> _INPUT RECORDS_

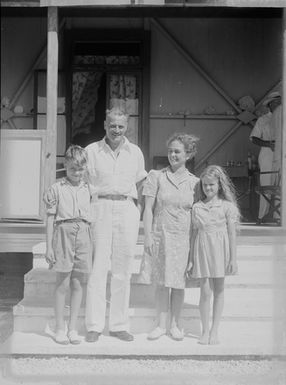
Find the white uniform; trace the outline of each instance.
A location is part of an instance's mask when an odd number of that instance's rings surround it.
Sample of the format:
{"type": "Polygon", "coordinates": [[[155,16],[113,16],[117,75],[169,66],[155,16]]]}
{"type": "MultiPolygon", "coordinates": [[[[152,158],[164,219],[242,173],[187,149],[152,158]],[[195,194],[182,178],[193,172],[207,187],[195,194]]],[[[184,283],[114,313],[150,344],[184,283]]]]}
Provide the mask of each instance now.
{"type": "MultiPolygon", "coordinates": [[[[282,105],[280,104],[274,111],[270,121],[271,129],[274,132],[275,148],[273,154],[273,171],[281,170],[282,166],[282,105]]],[[[272,184],[277,183],[278,174],[274,174],[272,177],[272,184]]],[[[279,201],[275,201],[275,204],[279,204],[279,201]]],[[[278,213],[273,213],[274,218],[279,218],[278,213]]]]}
{"type": "Polygon", "coordinates": [[[275,149],[273,155],[273,170],[278,171],[281,169],[281,145],[282,145],[282,105],[280,104],[273,112],[270,126],[273,130],[275,149]]]}
{"type": "MultiPolygon", "coordinates": [[[[257,119],[256,124],[251,131],[250,139],[255,136],[256,138],[272,141],[274,140],[274,132],[271,128],[271,118],[272,113],[268,112],[265,115],[262,115],[260,118],[257,119]]],[[[259,156],[258,156],[258,164],[260,171],[272,171],[272,163],[273,163],[273,151],[270,147],[261,147],[259,156]]],[[[271,174],[265,174],[260,175],[260,184],[261,186],[267,186],[271,185],[272,183],[272,175],[271,174]]],[[[267,201],[263,198],[263,196],[260,196],[260,203],[259,203],[259,213],[258,218],[263,218],[264,215],[268,212],[269,204],[267,201]]]]}
{"type": "Polygon", "coordinates": [[[89,182],[98,198],[92,203],[93,269],[87,285],[86,328],[101,333],[105,325],[106,283],[111,270],[109,330],[128,330],[131,262],[138,237],[140,213],[134,203],[136,183],[146,176],[138,146],[124,138],[115,153],[105,139],[86,147],[89,182]],[[104,199],[106,195],[128,197],[104,199]]]}

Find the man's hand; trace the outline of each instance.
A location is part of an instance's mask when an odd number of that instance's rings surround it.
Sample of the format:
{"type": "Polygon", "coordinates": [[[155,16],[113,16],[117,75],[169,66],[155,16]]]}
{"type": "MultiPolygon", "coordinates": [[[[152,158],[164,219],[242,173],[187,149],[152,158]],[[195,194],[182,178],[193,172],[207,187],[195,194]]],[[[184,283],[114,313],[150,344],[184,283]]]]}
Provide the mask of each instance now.
{"type": "Polygon", "coordinates": [[[49,269],[56,263],[56,258],[53,249],[47,249],[46,262],[49,264],[49,269]]]}
{"type": "Polygon", "coordinates": [[[233,261],[233,260],[230,260],[229,261],[229,264],[228,264],[228,267],[227,267],[227,272],[228,274],[230,275],[234,275],[237,273],[237,262],[236,261],[233,261]]]}

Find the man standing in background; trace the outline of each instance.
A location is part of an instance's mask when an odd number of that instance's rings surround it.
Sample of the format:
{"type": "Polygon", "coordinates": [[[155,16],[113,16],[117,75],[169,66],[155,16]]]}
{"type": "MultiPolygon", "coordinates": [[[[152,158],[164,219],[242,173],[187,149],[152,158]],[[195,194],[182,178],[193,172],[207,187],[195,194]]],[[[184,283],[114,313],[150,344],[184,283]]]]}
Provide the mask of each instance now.
{"type": "MultiPolygon", "coordinates": [[[[258,156],[258,164],[260,168],[260,172],[271,172],[274,170],[278,170],[277,166],[274,166],[274,162],[278,163],[275,159],[279,153],[279,147],[281,151],[281,132],[280,139],[278,138],[279,131],[279,121],[282,119],[282,115],[280,113],[281,119],[276,113],[279,105],[281,104],[281,96],[278,91],[271,92],[267,98],[264,100],[263,105],[269,108],[269,111],[260,116],[257,119],[257,122],[251,131],[250,140],[252,143],[260,146],[260,152],[258,156]],[[275,117],[274,117],[275,116],[275,117]]],[[[280,105],[281,107],[281,105],[280,105]]],[[[280,125],[281,131],[281,125],[280,125]]],[[[273,174],[261,174],[260,175],[260,185],[267,186],[273,184],[273,174]]],[[[259,202],[259,213],[257,224],[262,223],[263,218],[268,213],[269,204],[265,200],[263,196],[260,196],[259,202]]]]}

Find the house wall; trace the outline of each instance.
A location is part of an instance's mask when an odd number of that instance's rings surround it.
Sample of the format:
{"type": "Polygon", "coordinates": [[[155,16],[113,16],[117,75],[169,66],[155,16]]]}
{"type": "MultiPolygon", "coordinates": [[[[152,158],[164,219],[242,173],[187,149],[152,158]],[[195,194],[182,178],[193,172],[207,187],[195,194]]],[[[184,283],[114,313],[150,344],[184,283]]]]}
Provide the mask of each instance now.
{"type": "MultiPolygon", "coordinates": [[[[162,24],[235,101],[245,95],[258,102],[282,76],[282,35],[278,20],[169,19],[162,24]]],[[[215,113],[233,109],[160,33],[152,33],[151,114],[190,111],[215,113]]],[[[165,139],[174,130],[200,138],[198,159],[236,121],[151,119],[150,153],[163,155],[165,139]]],[[[239,130],[215,153],[210,163],[244,161],[256,152],[248,140],[250,127],[239,130]]]]}
{"type": "MultiPolygon", "coordinates": [[[[45,18],[1,18],[1,98],[11,100],[31,66],[37,59],[47,40],[47,21],[45,18]]],[[[46,68],[45,60],[40,68],[46,68]]],[[[16,101],[25,113],[33,109],[33,77],[16,101]]],[[[17,128],[33,128],[32,118],[16,118],[17,128]]]]}
{"type": "MultiPolygon", "coordinates": [[[[279,19],[160,19],[193,59],[235,101],[245,95],[258,102],[282,77],[282,26],[279,19]]],[[[179,114],[214,114],[233,109],[197,72],[153,23],[128,18],[68,18],[66,28],[151,29],[150,159],[165,155],[165,142],[174,131],[200,138],[199,162],[237,120],[174,119],[179,114]],[[155,119],[157,115],[170,119],[155,119]]],[[[45,18],[4,18],[1,34],[1,97],[13,97],[46,42],[45,18]]],[[[62,43],[60,41],[61,49],[62,43]]],[[[61,56],[60,54],[60,56],[61,56]]],[[[60,60],[61,62],[61,60],[60,60]]],[[[46,68],[45,60],[38,66],[46,68]]],[[[25,112],[33,108],[33,80],[17,102],[25,112]]],[[[33,128],[31,118],[14,119],[18,128],[33,128]]],[[[249,142],[250,126],[242,125],[209,159],[245,161],[257,154],[249,142]]],[[[198,170],[199,171],[199,170],[198,170]]]]}

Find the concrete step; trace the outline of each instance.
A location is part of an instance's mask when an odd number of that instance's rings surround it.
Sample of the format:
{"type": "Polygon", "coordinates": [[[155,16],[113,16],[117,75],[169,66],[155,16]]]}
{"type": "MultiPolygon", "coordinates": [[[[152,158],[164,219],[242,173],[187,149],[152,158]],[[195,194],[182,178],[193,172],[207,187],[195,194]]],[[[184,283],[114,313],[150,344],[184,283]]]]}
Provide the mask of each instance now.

> _EXERCISE DETAILS_
Pull out every line holding "Find" from the records above, and copy it.

> _ANSWER TO THE EXERCISE_
Find the white uniform; trace the outline of each instance.
Find the man's hand; trace the outline of each instance.
Find the man standing in background; trace the outline of each instance.
Find the house wall; trace the outline of each instance.
Find the concrete step; trace the outline of each instance.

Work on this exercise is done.